§ TASK INSTRUCTIONS: Rewrite every line of the data below as a numbered list, skipping any blank lines.

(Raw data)

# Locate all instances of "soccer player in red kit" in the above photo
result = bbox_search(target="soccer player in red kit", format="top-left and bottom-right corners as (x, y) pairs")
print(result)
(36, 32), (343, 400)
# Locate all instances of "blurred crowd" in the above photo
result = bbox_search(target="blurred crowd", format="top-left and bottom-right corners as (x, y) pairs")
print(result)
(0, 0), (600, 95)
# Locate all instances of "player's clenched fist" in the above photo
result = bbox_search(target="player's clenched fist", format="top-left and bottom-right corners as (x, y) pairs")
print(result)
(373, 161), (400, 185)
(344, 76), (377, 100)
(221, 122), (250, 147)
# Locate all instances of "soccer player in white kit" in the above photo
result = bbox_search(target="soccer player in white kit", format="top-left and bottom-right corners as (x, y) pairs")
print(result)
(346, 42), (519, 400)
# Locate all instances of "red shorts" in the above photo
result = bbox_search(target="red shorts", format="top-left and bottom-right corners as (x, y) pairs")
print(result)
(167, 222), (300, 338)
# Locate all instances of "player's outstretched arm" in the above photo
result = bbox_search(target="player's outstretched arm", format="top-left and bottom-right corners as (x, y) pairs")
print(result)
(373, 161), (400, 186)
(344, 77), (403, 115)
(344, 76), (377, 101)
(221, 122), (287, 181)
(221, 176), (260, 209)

§ SOLUTION:
1. # Locate all instances of "soccer player in red kit" in the above photo
2. result = bbox_search(target="soccer player in red kit", format="top-left and bottom-right corners as (x, y) pairs")
3. print(result)
4. (36, 32), (343, 400)
5. # Locate all instances of "blurred crowd" in the above photo
6. result = bbox_search(target="blurred crowd", format="top-left and bottom-right corners as (x, y) pairs")
7. print(result)
8. (0, 0), (600, 95)
9. # Locate all instances of "player's clenched fist" in the above photo
10. result = bbox_search(target="player's clenched fist", format="top-left and bottom-right corners as (x, y) pairs")
11. print(result)
12. (373, 161), (400, 185)
13. (344, 76), (377, 100)
14. (221, 122), (250, 147)
15. # Locate all instances of "soccer player in white kit" in the above photo
16. result = bbox_search(target="soccer player in white kit", format="top-left and bottom-right corners as (x, y) pairs")
17. print(result)
18. (346, 42), (519, 400)
19. # Locate all instances of "red shorts" in the above photo
20. result = bbox_search(target="red shorts", format="top-left and bottom-right corners as (x, y) pairs")
21. print(result)
22. (167, 222), (300, 338)
23. # Locate all instances of "player's outstretched arm" in the above photo
24. result = bbox_search(target="player's outstretched arm", format="top-left and bottom-right corners as (x, y) pairs")
25. print(result)
26. (373, 161), (400, 186)
27. (344, 77), (403, 115)
28. (344, 76), (377, 101)
29. (221, 122), (287, 181)
30. (221, 176), (260, 209)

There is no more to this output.